Text Block Start

To help those affected by the earthquake, here is  a list of organizations accepting donations.

Medical clinics have 12-day patient backlogs, which means untreated injuries are festering.

Medical workers struggled to care for the victims even as a pair of aftershocks rattled the Haitian capital, Port-au-Prince, on Thursday. The U.S. Geological Survey said one tremor at 11:45 a.m. ET had a preliminary magnitude of 4.9.

Port destroyed

One of the main obstacles to the delivery of much-needed aid is the condition of Haiti's main port. Experts said the earthquake-inflicted damage may take years to repair. The pavement where containers are transferred from ships was torn to pieces.

The cranes used to unload ships are now damaged, some were tossed into the water by the force of the quake.

The U.S. marines have been called in to help unload humanitarian aid on the last standing jetty. Normally the port would be humming with the sound of loaders and cranes but Thursday just before noon the first shipping container since the quake filled with vegetable oil and wheat was placed on a truck.

Reginald Villard is a shipping agent overseeing the loading. He admits things are working slowly.

"Right behind me you can see the first humanitarian aid that arrived last Sunday, he said. "That means food and other supplies has been sitting in the containers on the pavement baking in the sun for four days."


Medical attention is desperately needed in Port-au-Prince, where patients must wait for days for help, and doctors often operate without anaesthetics. ((Eduardo Munoz/Reuters))

The aftershocks sent rescue crews scrambling from the ruins of buildings where they were searching for survivors. They also sent residents out into the streets again. Since the Jan. 12 quake that ruined much of Port-au-Prince, about 50 aftershocks of magnitude 4.5 or higher have hit the area.

Airports remain backed up

Adding to the problems of finding shelter for survivors is the backlog at Toussaint L'Ouverture International Airport in Port-au-Prince. U.S. Gen. Douglas Fraser, who is head of the U.S. Southern Command that is running Haiti's airports, said there is a waiting list of 1,400 flights to get in, but the airport can only handle 120 to 140 flights per day.

Text Block End

## Assignment 1
Please extract the portion of the Haiti earthquake article between "To help those" and "of the quake.", inclusive.
## Assignment 2
Answer these questions from the Haiti earthquake article:
(a) What preliminary magnitude did the U.S. Geological Survey give for the 11:45 a.m. ET tremor?
(b) What was the first shipping container since the quake filled with?
(c) How many flights are on the waiting list to get into the airport?
The records play no part in the work on the Haiti earthquake article.

Recorded information Block Start

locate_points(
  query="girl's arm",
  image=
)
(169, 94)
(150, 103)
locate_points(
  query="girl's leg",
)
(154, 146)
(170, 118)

Recorded information Block End

## Answer section 1
To help those affected by the earthquake, here is  a list of organizations accepting donations.

Medical clinics have 12-day patient backlogs, which means untreated injuries are festering.

Medical workers struggled to care for the victims even as a pair of aftershocks rattled the Haitian capital, Port-au-Prince, on Thursday. The U.S. Geological Survey said one tremor at 11:45 a.m. ET had a preliminary magnitude of 4.9.

Port destroyed

One of the main obstacles to the delivery of much-needed aid is the condition of Haiti's main port. Experts said the earthquake-inflicted damage may take years to repair. The pavement where containers are transferred from ships was torn to pieces.

The cranes used to unload ships are now damaged, some were tossed into the water by the force of the quake.

## Answer section 2
(a) 4.9
(b) Vegetable oil and wheat
(c) 1,400